• Exercise requirements
For each line in the data below that holds "target", return a copy.

__________

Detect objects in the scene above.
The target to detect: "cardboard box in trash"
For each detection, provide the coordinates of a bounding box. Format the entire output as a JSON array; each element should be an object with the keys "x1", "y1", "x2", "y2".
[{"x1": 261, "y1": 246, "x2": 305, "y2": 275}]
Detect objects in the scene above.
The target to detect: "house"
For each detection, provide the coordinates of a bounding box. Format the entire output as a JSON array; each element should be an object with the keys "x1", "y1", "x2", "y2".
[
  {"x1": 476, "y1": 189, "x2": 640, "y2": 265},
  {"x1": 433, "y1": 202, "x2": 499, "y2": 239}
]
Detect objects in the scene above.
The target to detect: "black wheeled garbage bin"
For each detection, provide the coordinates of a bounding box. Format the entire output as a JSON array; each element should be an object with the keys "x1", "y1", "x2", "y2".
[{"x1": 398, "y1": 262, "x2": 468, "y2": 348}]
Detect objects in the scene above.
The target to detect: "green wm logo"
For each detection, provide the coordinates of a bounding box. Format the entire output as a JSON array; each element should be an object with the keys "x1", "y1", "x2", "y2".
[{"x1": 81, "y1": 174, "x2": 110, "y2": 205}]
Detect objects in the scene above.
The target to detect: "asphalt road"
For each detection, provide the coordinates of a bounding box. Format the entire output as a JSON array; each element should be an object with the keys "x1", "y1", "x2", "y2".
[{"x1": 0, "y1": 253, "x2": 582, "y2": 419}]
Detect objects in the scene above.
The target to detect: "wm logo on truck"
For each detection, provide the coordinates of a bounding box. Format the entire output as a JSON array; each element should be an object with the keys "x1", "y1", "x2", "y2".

__________

• Exercise result
The target to detect: "cardboard box in trash"
The target to detect: "house"
The target to detect: "black wheeled garbage bin"
The target to detect: "green wm logo"
The target to detect: "asphalt road"
The target to detect: "wm logo on truck"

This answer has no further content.